━━ Texto para leer ━━

Nadie repudiará al comandante Adrian Dietrich von Trotha este año, cuando
se cumple el centenario de su muerte. Alemania quiere olvidarse de aquel
soldado que tan sólo rendía cuentas al kaiser. Curiosamente, Namibia, la
antigua colonia donde ejerció su omnímodo poder, celebrará al mismo tiempo su
trigésimo aniversario como Estado independiente. Pero no sería justo que
cayeran en el olvido sus crímenes y el legado de discriminación y limpieza
étnica que dejó. La relevancia histórica de este siniestro personaje es
comparable a la de Adolf Hitler, que aplicó similar estrategia con la comunidad
judía de Europa, o de Josef Stalin, también empeñado en desplazar y acabar con
pueblos enteros.
Ahora bien, aquel oficial de carrera llegó antes. Tras provocar una masacre
de grandes proporciones en 1904 en lo que entonces se conocía como África del
Sudoeste Alemana, emitió una orden para exterminar a la tribu de los hereros,
una de las comunidades originarias del territorio austral, y sentó el
precedente de otros genocidios planificados que han salpicado la historia del
siglo XX. Su iniciativa, sin embargo, ha quedado prácticamente olvidada,
sepultada en el desierto del sudoeste de África.

━━━

**Tarea 1**
Saca de las filas cada línea en la que aparezca la palabra "swimming" y cópiala sin cambios.

━━ Datos de la tarea ━━

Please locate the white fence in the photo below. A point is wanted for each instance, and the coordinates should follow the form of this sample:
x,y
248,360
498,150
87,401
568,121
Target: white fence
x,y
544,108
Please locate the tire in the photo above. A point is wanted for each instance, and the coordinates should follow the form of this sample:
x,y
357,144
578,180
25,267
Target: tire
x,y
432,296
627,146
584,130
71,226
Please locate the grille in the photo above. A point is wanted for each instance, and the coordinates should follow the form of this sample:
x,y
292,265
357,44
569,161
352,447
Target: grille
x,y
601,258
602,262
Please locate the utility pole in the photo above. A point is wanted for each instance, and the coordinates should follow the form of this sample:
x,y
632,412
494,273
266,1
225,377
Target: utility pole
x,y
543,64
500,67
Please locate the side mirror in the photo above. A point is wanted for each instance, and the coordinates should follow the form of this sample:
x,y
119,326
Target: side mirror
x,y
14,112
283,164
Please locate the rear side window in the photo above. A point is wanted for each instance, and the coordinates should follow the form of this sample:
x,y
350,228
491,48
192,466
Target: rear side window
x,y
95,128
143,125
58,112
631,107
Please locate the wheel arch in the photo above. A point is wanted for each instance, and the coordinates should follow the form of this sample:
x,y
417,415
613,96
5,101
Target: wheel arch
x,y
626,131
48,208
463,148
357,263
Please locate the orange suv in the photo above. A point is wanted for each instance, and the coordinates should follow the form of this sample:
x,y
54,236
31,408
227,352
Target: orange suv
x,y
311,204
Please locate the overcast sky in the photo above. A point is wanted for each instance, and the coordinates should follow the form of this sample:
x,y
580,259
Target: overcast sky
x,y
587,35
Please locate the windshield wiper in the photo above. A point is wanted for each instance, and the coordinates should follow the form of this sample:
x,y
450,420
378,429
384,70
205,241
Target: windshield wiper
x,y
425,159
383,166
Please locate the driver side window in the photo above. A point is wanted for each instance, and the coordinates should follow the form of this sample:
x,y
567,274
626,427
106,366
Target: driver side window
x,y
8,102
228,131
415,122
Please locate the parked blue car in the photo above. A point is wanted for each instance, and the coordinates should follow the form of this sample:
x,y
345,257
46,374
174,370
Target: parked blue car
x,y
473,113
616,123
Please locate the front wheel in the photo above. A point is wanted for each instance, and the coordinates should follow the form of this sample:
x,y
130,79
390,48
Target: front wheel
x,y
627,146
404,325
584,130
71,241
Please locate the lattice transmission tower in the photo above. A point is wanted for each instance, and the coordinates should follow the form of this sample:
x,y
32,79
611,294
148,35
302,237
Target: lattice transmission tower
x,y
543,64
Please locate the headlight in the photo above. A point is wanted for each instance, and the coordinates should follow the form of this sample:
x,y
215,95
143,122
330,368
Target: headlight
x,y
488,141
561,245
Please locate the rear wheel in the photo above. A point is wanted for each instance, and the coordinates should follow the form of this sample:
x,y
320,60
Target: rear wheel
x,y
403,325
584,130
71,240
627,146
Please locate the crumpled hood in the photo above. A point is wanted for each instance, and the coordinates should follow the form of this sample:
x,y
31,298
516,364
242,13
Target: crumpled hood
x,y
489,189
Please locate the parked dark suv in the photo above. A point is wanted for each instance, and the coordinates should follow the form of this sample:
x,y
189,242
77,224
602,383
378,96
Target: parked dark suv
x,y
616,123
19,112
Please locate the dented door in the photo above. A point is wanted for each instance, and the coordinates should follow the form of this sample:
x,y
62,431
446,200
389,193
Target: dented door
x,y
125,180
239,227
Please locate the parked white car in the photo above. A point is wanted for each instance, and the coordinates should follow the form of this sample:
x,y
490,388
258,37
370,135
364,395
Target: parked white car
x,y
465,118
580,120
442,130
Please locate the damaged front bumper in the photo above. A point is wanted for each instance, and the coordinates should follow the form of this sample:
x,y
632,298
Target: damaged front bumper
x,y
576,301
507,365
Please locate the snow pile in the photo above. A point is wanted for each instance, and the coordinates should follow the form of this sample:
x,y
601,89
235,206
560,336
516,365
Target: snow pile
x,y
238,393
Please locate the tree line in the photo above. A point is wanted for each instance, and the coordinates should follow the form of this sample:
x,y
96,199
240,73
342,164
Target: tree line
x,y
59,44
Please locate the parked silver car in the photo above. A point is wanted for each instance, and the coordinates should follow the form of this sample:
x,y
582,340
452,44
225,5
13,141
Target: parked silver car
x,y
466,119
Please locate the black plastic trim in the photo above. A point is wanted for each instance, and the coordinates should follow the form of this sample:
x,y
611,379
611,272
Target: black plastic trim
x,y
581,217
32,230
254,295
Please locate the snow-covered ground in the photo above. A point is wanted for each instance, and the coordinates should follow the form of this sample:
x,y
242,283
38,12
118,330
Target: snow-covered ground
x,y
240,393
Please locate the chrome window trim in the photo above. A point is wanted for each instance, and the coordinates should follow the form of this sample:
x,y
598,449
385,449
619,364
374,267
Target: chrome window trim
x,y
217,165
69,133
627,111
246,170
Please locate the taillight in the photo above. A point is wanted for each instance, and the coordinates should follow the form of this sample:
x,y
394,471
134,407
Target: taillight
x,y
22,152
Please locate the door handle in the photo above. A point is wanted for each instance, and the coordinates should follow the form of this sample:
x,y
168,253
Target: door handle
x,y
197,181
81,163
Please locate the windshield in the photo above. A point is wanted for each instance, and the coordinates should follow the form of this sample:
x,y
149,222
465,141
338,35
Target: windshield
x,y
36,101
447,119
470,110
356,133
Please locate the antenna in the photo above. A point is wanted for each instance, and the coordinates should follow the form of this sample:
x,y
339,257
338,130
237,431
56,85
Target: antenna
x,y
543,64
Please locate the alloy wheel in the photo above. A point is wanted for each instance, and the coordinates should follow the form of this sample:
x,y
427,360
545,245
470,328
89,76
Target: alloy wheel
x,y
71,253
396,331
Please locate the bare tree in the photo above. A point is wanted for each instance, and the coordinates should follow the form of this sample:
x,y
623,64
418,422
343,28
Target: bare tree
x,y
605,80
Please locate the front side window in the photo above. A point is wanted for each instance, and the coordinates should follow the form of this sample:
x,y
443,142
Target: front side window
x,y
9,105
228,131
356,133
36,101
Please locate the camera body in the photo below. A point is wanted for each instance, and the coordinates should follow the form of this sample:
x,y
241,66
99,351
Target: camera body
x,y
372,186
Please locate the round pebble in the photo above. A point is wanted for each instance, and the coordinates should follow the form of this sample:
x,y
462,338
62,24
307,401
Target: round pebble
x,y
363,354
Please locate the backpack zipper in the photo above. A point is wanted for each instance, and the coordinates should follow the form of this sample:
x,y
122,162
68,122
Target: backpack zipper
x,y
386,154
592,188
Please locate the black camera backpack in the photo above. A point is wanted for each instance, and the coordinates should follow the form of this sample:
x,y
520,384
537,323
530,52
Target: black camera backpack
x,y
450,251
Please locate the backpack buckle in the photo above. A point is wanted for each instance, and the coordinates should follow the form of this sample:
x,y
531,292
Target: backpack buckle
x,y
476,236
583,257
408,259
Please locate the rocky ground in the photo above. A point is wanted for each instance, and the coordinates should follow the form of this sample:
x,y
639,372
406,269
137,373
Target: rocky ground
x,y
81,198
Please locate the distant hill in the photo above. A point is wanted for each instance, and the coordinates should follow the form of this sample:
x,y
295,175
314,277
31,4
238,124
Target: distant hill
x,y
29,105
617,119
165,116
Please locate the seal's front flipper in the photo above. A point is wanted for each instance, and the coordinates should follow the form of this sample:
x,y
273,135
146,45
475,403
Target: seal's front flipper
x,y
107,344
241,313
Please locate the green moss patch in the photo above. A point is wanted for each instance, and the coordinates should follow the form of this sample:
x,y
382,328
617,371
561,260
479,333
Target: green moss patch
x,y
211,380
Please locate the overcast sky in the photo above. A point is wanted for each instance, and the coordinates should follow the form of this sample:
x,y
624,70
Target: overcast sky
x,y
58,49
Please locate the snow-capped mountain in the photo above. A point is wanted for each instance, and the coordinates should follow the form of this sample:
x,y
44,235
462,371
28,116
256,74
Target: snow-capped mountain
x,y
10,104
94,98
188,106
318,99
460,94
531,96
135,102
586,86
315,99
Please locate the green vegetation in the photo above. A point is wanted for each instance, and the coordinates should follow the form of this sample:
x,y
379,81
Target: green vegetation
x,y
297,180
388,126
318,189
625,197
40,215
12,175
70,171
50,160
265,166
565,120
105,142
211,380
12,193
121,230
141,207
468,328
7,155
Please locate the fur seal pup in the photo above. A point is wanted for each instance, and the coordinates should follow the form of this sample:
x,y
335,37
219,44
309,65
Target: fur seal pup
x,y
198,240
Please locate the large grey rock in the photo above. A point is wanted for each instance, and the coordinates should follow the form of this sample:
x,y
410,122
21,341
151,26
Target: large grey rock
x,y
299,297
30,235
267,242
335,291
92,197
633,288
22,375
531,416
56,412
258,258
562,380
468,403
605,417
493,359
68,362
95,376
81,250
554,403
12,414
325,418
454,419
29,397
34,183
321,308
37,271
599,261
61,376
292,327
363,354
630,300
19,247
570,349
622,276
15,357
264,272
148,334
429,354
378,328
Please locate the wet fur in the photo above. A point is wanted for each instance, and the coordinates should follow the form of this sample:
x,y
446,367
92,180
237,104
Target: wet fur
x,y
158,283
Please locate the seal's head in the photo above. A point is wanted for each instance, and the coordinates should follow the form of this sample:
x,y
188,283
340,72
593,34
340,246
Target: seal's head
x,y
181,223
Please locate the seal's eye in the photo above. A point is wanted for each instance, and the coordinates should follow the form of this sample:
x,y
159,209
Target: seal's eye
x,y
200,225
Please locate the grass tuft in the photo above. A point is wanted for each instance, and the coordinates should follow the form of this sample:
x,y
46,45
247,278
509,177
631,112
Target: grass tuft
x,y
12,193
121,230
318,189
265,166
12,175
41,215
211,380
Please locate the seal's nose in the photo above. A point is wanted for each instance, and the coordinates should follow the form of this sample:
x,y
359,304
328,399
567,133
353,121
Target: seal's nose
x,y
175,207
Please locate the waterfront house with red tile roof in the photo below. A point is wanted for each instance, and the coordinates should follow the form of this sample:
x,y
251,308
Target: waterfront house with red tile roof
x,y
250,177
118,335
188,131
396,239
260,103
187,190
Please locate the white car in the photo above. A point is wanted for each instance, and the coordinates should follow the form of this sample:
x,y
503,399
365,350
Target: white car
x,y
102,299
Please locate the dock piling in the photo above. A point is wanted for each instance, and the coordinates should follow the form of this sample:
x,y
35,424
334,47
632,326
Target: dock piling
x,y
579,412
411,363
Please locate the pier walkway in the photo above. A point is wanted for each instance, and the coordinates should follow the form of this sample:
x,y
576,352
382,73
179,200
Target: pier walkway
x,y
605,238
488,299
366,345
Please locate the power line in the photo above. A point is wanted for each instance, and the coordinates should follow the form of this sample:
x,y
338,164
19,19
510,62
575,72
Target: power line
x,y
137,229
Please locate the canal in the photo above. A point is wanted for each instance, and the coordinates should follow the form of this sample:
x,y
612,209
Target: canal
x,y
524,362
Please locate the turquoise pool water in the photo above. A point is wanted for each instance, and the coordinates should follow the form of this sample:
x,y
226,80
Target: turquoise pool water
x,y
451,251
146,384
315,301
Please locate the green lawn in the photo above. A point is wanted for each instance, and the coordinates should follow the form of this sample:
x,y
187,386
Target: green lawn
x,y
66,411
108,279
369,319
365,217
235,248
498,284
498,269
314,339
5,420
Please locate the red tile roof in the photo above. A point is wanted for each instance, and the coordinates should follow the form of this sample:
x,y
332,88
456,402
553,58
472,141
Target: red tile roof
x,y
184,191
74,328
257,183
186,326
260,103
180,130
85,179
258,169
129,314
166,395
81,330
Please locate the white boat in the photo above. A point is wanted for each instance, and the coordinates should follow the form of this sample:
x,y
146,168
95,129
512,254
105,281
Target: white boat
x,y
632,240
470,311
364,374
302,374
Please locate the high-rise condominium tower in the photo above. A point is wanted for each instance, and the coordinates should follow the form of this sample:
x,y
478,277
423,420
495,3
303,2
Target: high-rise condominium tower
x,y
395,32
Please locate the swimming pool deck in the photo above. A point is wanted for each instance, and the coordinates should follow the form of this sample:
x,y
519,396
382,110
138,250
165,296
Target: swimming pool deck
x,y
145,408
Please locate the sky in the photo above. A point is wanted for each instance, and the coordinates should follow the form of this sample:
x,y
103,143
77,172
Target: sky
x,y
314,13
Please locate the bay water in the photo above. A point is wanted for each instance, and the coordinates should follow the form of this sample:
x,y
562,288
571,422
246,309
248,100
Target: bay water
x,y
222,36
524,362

━━━

**Tarea 2**
Reescribe el texto sobre von Trotha, todo lo que va de "Nadie repudiará al" hasta "pueblos enteros.", poniendo "emperador" en lugar de "kaiser".

**Solución 1**
Please locate the swimming pool deck in the photo above. A point is wanted for each instance, and the coordinates should follow the form of this sample:
Target: swimming pool deck

**Solución 2**
Nadie repudiará al comandante Adrian Dietrich von Trotha este año, cuando
se cumple el centenario de su muerte. Alemania quiere olvidarse de aquel
soldado que tan sólo rendía cuentas al emperador. Curiosamente, Namibia, la
antigua colonia donde ejerció su omnímodo poder, celebrará al mismo tiempo su
trigésimo aniversario como Estado independiente. Pero no sería justo que
cayeran en el olvido sus crímenes y el legado de discriminación y limpieza
étnica que dejó. La relevancia histórica de este siniestro personaje es
comparable a la de Adolf Hitler, que aplicó similar estrategia con la comunidad
judía de Europa, o de Josef Stalin, también empeñado en desplazar y acabar con
pueblos enteros.